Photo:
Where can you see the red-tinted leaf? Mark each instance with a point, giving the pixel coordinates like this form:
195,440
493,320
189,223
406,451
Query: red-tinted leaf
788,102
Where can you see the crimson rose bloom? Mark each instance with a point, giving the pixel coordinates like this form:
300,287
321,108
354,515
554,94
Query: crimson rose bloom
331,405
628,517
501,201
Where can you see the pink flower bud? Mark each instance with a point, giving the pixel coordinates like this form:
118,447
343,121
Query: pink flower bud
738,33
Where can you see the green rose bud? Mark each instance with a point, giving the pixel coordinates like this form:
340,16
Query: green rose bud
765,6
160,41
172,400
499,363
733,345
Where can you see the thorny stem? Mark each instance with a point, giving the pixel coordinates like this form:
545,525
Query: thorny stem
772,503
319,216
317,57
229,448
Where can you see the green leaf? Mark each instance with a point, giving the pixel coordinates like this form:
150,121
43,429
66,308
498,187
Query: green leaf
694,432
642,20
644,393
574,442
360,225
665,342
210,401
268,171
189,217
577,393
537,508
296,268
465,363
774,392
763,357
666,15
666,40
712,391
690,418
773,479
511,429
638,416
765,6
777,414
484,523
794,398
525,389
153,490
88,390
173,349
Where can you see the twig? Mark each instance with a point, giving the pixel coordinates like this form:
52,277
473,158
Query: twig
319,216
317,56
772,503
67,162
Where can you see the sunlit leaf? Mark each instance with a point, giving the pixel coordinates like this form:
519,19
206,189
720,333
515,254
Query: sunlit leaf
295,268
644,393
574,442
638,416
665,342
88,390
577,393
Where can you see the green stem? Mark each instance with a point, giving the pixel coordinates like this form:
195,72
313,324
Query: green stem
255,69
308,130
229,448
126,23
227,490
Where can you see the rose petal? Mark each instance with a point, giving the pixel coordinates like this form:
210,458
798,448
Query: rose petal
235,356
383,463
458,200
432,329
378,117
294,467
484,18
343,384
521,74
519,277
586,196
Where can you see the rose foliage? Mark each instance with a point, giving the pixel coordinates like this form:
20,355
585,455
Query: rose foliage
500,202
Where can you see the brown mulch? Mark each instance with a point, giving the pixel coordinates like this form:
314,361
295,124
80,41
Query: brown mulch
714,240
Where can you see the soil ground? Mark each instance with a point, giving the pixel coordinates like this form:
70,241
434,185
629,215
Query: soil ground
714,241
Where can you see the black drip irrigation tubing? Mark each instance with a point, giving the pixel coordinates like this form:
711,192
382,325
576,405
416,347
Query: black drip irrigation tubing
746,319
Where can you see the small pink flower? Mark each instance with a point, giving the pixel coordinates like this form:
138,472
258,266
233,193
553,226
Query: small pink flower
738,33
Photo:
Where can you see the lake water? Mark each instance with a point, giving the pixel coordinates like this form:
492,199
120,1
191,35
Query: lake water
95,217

============================================================

WORK TO BE COMPLETED: Rewrite all of the entries above, putting "Mark every instance" in place of every occurrence of "Mark each instance". Leave everything else unchanged.

CORRECT OUTPUT:
Photo:
Where can you see the red-tinted leaf? Mark every instance with a point, giving the pixel coordinates like this form:
195,440
493,320
189,223
406,451
Query: red-tinted leaf
788,102
Where can you see the crimson rose bloom? Mark every instance with a point, giving the pixel coordinates like this form:
300,287
321,108
354,515
554,94
Query: crimson rose bloom
331,405
628,517
501,201
Where can you see the pink flower bud? Mark every instance with a point, giving the pixel coordinates like this form:
118,447
343,121
Query: pink flower bud
738,33
Where can you see the green rose bud? Mark every instance with a point, giving the pixel coordinates like this form:
340,16
Query: green rose bud
765,6
160,41
172,400
499,363
733,345
Where can you see the thorny stem? Mark every instance with a point, giving the pixel coordinates like this form:
545,525
Query: thorny stem
772,503
319,216
317,57
229,448
Where can you see the green leaf? Mark every instance with a point, giving the pixel coordinates like this form:
150,121
43,429
66,308
498,187
Query: green leaf
694,432
642,20
644,393
574,442
360,225
665,342
210,401
268,171
189,217
577,393
537,508
296,268
465,363
774,392
763,357
666,15
666,40
712,391
690,418
773,479
511,429
638,416
765,6
777,414
484,523
794,398
525,389
153,490
88,390
173,349
Where can you see the twig? Mark every instance with a point, giving the pixel coordinates like this form:
52,277
473,158
Query: twig
319,216
317,56
772,503
67,162
Where can you see the sunlit leaf? Mark every instance with a point, giving the pixel coordinates like this form:
519,19
206,189
720,333
515,254
Query: sunlit leaf
295,268
644,393
574,442
638,416
665,342
88,390
577,393
Where can you see the green stem? Mark every instance with a point, giving the pixel coordinates like this form:
195,72
313,324
Query: green stem
255,69
308,130
229,448
126,23
227,490
Where can you see the rose petal? Mark every instance with a point, giving the pixel coordinates like this form:
210,458
798,448
Query: rose petal
235,356
383,463
458,200
432,329
378,117
294,467
484,18
343,384
521,74
519,277
586,196
Where can you see the rose foliage? Mark every instance with a point, giving the pixel coordinates like this form:
20,355
585,455
Query: rose foliage
500,202
Where can you see the brown mulch? Mark every instance with a point, giving the pixel coordinates like this form:
314,361
295,124
80,41
Query: brown mulch
714,240
Where can you see the soil ground? Mark every instance with a point, giving the pixel coordinates like this form:
70,241
434,185
629,215
Query: soil ground
714,241
Where can you see the black drip irrigation tubing? Mark every instance with a point, giving the pixel coordinates like this form:
711,192
382,325
576,405
416,347
Query: black drip irrigation tubing
746,319
Where can you see the small pink flower? Mark every instance with a point, giving the pixel coordinates like this form:
138,472
258,266
233,193
553,226
Query: small pink flower
738,33
Photo:
Where can you see the lake water? Mark every instance with a point, giving the pixel coordinates like this form:
492,199
120,1
191,35
Query: lake water
95,217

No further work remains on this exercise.